+++ Extrait fourni +++

Togo, Interdiction scélérate des manifs en semaine : Un comportement moyenâgeux du gouvernement  Faure/RPT/UNIR qui légitime la chienlit

Plus de manifestations de rues en semaine

Ce n’est pas une nouvelle loi votée par les députés à l’Assemblée nationale, mais simplement une décision prise par le gouvernement à travers le ministre de l’Administration territoriale, de la Décentralisation et des Collectivités locales, Payadowa Boukpessi. Et c’est le préposé en personne et son collègue Yark Damehame de la Sécurité et de la Protection civile qui l’ont annoncée ce mardi.

« Les marches publiques les jours ouvrés sont désormais interdites sur l’ensemble du territoire national », toutes les manifestations de rue doivent dorénavant se dérouler seulement les week-ends. C’est l’essentiel à retenir de la sortie des deux ministres devant  la presse togolaise et internationale. «Les manifestations en semaine se feront sous forme de meeting ou de réunions publiques et les week-ends, elles  peuvent se faire comme d’habitude pour l’intérêt de tous », a dardé Payadowa Boukpessi.

+++

## Consigne
Recopiez intégralement l'extrait sur l'interdiction des manifestations en semaine au Togo, sans y changer un seul mot.

+++ Matériel fourni +++

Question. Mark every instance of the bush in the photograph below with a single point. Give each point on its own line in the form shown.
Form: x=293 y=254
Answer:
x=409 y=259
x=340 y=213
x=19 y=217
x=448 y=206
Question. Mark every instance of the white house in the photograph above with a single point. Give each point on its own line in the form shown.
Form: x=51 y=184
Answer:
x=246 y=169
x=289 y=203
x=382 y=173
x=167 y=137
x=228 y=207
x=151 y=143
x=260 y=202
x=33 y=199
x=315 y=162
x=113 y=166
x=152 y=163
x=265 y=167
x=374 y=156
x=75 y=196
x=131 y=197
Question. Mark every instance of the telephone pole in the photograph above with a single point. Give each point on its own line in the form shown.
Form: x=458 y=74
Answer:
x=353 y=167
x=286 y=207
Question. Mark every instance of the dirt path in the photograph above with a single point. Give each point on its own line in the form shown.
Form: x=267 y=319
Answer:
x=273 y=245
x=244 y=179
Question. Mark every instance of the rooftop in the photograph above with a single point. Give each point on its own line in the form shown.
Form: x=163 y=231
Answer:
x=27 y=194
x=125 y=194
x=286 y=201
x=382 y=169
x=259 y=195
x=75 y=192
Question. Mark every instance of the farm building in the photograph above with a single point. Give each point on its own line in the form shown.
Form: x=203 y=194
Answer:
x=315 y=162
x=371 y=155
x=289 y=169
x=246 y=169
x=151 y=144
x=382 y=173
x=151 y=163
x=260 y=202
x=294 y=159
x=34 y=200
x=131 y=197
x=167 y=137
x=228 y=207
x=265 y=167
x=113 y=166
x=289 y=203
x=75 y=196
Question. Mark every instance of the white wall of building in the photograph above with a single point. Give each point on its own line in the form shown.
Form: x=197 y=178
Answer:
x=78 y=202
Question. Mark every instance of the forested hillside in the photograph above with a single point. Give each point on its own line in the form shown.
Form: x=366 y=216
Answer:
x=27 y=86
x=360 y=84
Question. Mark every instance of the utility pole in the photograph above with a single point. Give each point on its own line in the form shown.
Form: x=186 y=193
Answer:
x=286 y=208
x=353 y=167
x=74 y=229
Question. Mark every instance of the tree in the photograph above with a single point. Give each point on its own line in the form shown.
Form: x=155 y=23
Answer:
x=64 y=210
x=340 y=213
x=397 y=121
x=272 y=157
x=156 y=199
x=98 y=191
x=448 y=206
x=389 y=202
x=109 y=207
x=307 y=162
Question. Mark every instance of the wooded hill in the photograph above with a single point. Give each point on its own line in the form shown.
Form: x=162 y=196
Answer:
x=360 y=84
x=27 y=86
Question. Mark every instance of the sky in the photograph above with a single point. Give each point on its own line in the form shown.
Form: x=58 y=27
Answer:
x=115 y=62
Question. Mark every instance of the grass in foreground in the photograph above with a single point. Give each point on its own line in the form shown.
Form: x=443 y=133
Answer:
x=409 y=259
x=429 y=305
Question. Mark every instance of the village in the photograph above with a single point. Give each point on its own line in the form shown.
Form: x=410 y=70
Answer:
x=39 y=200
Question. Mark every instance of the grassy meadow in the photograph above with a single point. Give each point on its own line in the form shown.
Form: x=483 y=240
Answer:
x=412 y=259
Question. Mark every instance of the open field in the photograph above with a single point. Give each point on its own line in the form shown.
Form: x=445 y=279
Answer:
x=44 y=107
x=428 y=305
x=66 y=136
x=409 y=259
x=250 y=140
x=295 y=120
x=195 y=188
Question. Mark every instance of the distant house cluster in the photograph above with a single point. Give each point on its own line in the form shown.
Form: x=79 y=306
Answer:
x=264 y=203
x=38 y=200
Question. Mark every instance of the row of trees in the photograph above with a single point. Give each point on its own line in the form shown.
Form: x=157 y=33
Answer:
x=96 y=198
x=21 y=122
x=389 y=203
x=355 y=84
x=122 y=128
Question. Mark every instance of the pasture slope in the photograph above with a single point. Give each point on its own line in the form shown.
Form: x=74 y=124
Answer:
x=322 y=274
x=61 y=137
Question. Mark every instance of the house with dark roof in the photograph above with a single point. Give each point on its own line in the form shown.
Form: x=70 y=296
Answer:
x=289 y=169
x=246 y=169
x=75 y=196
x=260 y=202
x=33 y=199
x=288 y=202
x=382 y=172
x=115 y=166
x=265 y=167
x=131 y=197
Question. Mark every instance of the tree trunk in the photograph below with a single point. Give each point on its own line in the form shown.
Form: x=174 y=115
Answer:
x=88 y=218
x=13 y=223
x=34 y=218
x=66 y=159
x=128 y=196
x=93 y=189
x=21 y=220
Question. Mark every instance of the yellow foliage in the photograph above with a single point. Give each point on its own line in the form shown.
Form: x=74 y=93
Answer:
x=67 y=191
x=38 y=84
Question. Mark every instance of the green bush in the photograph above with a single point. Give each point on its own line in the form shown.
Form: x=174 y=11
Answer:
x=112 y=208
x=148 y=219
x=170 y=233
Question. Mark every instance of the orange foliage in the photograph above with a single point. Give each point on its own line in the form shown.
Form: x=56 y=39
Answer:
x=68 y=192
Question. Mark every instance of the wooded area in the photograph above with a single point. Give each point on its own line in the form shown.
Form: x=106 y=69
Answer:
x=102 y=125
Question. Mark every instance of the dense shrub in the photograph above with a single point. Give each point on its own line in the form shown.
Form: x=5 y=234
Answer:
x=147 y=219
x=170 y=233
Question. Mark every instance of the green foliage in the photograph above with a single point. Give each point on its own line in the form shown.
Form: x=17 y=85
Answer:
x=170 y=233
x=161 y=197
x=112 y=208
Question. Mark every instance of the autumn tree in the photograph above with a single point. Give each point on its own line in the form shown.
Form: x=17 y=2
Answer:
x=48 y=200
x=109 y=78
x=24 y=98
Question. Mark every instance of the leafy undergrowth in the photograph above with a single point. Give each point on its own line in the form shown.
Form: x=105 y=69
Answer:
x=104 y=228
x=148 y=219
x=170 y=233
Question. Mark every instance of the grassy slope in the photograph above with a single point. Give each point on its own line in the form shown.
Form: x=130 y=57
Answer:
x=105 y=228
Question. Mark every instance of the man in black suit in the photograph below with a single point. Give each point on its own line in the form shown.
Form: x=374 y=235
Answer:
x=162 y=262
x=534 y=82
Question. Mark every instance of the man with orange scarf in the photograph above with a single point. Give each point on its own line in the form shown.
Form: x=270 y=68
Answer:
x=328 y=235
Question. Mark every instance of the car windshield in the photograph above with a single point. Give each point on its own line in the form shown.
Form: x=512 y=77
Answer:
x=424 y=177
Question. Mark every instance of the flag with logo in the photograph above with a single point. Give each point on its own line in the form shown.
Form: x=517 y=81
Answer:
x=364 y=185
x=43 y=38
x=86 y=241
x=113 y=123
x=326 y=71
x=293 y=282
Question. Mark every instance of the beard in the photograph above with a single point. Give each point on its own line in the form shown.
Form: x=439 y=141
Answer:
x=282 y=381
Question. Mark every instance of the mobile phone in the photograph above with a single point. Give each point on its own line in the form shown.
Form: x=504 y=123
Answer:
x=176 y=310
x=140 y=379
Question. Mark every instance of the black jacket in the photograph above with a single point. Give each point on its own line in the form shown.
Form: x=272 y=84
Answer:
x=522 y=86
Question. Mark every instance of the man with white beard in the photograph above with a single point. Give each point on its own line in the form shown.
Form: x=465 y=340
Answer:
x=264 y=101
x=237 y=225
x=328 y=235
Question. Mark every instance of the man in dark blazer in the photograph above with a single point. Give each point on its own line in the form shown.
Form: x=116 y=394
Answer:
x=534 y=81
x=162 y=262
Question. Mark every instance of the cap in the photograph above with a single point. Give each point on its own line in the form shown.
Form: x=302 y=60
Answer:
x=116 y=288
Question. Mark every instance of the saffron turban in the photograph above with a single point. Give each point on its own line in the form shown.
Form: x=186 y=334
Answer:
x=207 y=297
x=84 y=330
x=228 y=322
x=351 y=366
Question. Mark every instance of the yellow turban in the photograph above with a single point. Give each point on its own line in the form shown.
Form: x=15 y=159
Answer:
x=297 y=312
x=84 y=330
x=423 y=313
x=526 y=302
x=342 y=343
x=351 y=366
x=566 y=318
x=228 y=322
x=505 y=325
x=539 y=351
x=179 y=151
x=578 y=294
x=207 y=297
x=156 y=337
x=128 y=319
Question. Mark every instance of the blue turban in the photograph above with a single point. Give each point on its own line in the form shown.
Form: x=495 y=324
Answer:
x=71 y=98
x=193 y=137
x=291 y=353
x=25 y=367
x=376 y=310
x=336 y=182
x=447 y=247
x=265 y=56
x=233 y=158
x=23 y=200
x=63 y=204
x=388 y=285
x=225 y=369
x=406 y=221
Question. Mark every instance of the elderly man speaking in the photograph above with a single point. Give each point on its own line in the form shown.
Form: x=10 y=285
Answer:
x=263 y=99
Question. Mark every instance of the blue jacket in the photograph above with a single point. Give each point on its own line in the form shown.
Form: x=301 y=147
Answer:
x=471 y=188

+++

## Réponse
Togo, Interdiction scélérate des manifs en semaine : Un comportement moyenâgeux du gouvernement  Faure/RPT/UNIR qui légitime la chienlit

Plus de manifestations de rues en semaine

Ce n’est pas une nouvelle loi votée par les députés à l’Assemblée nationale, mais simplement une décision prise par le gouvernement à travers le ministre de l’Administration territoriale, de la Décentralisation et des Collectivités locales, Payadowa Boukpessi. Et c’est le préposé en personne et son collègue Yark Damehame de la Sécurité et de la Protection civile qui l’ont annoncée ce mardi.

« Les marches publiques les jours ouvrés sont désormais interdites sur l’ensemble du territoire national », toutes les manifestations de rue doivent dorénavant se dérouler seulement les week-ends. C’est l’essentiel à retenir de la sortie des deux ministres devant  la presse togolaise et internationale. «Les manifestations en semaine se feront sous forme de meeting ou de réunions publiques et les week-ends, elles  peuvent se faire comme d’habitude pour l’intérêt de tous », a dardé Payadowa Boukpessi.